TASK OBJECTIVE:
Search the records below for the string "arched", and report each line that contains it.

SUPPLIED RECORDS:

-*-

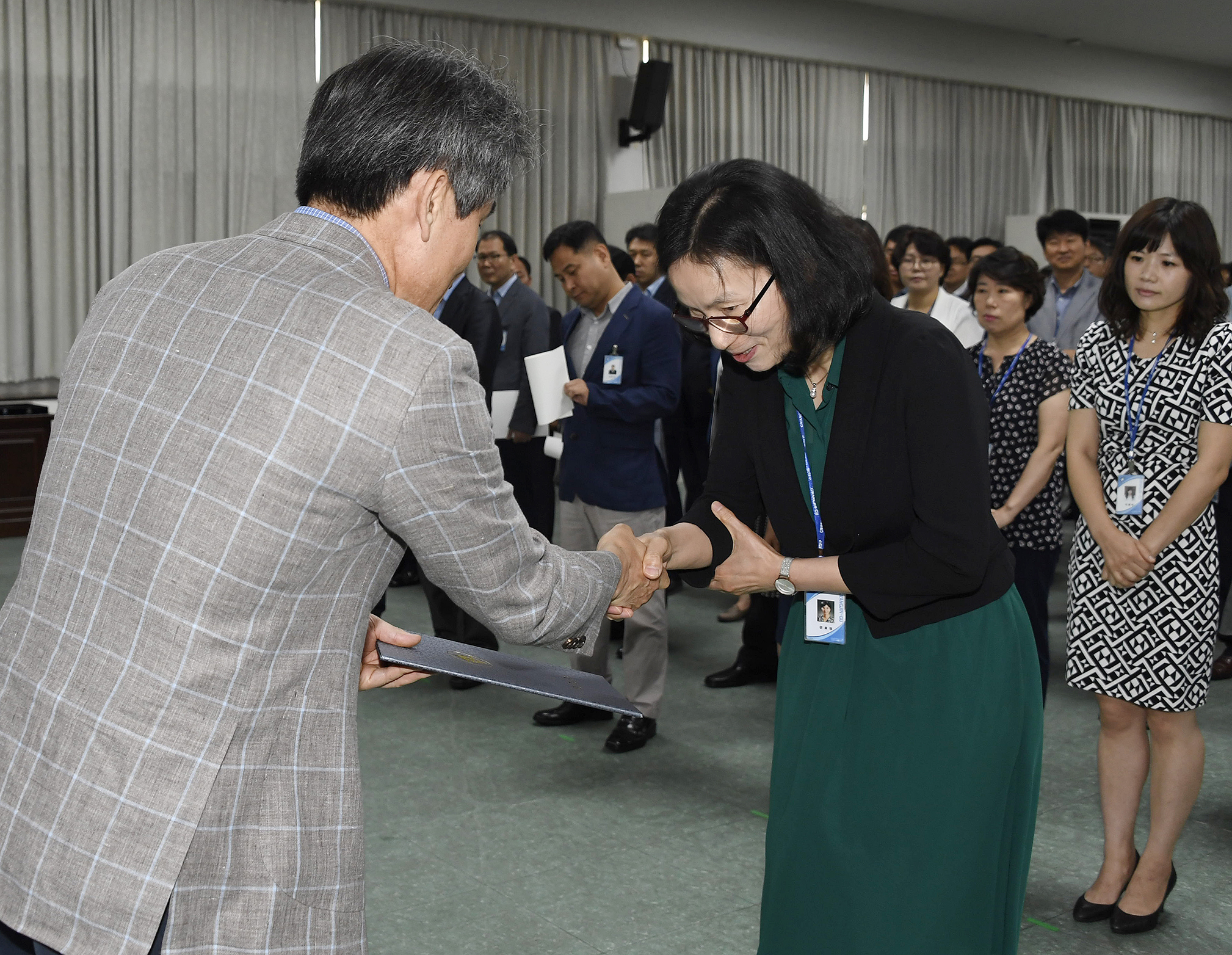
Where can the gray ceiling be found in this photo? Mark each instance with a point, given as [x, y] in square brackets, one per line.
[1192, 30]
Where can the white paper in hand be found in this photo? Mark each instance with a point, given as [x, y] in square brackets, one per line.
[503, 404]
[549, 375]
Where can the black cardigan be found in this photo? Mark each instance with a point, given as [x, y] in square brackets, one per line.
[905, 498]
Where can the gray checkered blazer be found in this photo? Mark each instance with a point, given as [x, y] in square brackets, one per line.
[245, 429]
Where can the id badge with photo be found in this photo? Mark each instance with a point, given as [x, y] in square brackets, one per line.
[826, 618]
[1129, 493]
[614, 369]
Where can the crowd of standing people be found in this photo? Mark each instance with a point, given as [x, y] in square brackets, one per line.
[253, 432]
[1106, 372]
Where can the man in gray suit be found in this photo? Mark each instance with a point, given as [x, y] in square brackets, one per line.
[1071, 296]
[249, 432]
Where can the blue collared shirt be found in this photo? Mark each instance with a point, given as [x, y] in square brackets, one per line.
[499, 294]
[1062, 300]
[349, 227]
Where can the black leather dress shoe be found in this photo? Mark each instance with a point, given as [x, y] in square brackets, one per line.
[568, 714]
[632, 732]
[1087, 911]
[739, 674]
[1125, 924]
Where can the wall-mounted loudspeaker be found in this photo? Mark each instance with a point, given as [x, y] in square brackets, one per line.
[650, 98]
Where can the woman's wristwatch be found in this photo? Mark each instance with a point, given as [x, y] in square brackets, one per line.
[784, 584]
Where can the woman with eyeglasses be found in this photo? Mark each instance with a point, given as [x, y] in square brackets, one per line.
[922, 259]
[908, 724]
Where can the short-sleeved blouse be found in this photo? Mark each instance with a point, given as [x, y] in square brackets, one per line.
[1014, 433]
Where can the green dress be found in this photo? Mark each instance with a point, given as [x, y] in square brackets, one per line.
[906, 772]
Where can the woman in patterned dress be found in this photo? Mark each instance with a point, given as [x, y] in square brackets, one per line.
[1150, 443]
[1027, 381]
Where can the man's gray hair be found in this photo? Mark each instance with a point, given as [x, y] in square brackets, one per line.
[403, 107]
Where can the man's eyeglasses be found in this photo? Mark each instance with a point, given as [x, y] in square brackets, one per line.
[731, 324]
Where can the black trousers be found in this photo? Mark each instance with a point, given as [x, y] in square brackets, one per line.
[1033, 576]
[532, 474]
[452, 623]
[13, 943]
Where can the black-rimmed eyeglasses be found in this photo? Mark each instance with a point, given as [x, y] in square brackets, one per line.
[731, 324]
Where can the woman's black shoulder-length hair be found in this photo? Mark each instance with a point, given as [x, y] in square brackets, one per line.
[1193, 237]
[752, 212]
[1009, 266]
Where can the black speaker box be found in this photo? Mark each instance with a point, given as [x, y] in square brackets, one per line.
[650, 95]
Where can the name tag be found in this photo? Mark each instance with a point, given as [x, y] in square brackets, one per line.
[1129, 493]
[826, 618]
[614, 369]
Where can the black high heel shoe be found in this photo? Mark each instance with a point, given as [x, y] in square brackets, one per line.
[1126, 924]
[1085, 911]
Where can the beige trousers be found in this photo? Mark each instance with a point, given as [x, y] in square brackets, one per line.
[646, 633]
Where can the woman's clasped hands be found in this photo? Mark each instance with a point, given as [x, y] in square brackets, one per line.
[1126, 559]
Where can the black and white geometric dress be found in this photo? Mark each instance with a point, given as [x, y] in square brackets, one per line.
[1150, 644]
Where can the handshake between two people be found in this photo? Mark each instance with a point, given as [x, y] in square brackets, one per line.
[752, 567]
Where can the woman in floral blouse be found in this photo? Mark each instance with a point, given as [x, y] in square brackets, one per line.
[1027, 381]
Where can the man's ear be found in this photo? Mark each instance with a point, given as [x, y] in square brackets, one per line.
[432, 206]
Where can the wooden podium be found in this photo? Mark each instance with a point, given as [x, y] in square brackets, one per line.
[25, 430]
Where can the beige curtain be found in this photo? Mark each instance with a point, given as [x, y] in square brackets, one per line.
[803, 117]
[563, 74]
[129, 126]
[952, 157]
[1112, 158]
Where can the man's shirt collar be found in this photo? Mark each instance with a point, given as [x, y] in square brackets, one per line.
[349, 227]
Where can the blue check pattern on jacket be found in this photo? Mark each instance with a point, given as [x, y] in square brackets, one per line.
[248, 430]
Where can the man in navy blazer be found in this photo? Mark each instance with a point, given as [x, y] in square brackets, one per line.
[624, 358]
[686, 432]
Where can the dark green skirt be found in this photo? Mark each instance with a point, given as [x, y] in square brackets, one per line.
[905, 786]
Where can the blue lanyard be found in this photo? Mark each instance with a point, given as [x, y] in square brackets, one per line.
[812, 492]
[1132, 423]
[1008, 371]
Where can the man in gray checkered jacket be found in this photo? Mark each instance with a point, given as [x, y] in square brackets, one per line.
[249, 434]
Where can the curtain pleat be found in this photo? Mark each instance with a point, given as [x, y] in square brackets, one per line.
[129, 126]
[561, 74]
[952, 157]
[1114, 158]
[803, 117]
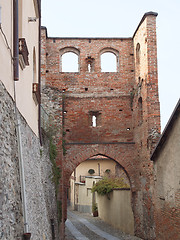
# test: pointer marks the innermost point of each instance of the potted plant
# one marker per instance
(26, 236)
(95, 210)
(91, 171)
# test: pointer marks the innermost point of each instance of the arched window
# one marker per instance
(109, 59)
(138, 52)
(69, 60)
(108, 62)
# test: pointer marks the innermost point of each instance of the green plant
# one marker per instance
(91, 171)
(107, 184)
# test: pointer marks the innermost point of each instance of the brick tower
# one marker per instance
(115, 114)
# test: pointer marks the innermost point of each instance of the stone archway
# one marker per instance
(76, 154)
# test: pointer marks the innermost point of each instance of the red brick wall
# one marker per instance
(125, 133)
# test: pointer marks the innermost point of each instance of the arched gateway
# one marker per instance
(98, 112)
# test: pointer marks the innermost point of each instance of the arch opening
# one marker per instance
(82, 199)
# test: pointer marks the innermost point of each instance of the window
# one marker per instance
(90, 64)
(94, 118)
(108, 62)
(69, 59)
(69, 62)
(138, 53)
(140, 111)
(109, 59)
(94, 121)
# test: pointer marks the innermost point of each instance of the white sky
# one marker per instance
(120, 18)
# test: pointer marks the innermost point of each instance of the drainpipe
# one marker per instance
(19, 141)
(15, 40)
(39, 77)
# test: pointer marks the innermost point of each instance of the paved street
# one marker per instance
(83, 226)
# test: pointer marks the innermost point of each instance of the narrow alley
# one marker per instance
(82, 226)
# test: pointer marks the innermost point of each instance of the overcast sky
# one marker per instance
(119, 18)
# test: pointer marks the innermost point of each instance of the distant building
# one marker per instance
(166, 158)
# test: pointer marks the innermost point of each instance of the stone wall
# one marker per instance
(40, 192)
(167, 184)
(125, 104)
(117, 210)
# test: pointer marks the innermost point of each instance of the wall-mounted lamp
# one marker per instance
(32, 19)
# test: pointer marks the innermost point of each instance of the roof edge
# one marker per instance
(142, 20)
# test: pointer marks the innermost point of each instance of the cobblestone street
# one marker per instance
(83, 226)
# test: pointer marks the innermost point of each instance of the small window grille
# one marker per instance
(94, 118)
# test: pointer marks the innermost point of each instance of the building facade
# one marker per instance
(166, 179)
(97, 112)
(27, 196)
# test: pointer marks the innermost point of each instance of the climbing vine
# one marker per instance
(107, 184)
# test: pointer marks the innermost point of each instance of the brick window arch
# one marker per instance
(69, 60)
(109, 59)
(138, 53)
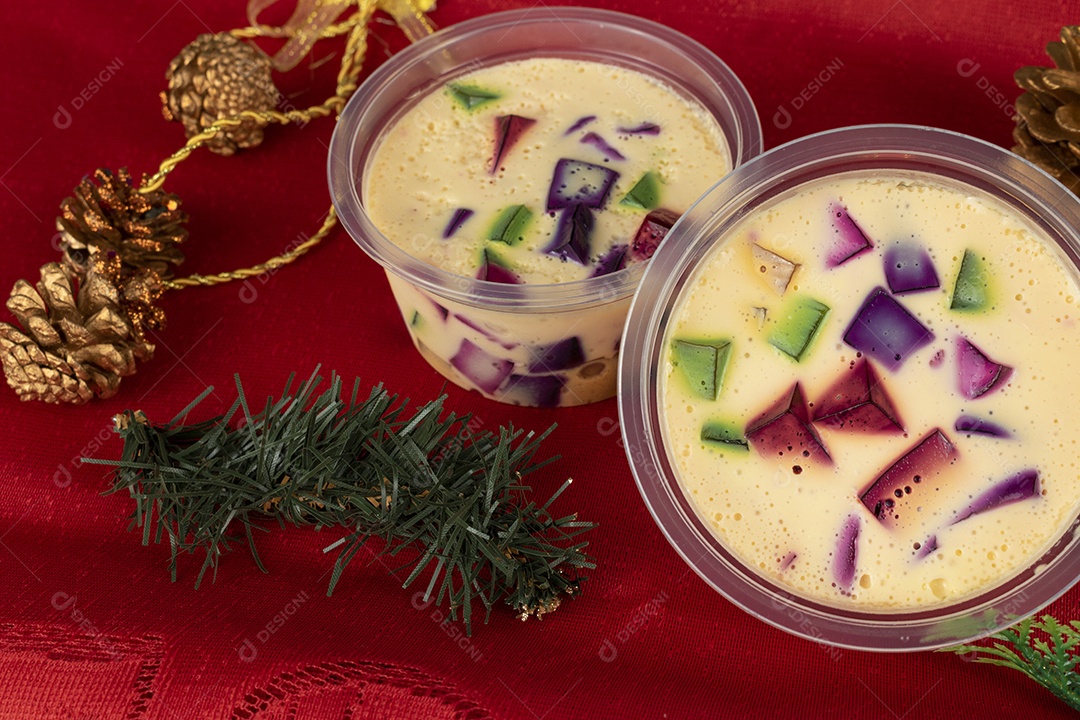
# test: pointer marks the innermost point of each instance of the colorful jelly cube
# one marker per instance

-*-

ANSWER TO THIS TASK:
# test: pointer marks the innermost point of each instance of the arched window
# test: pointer marks the innermost point of each instance of the arched gateway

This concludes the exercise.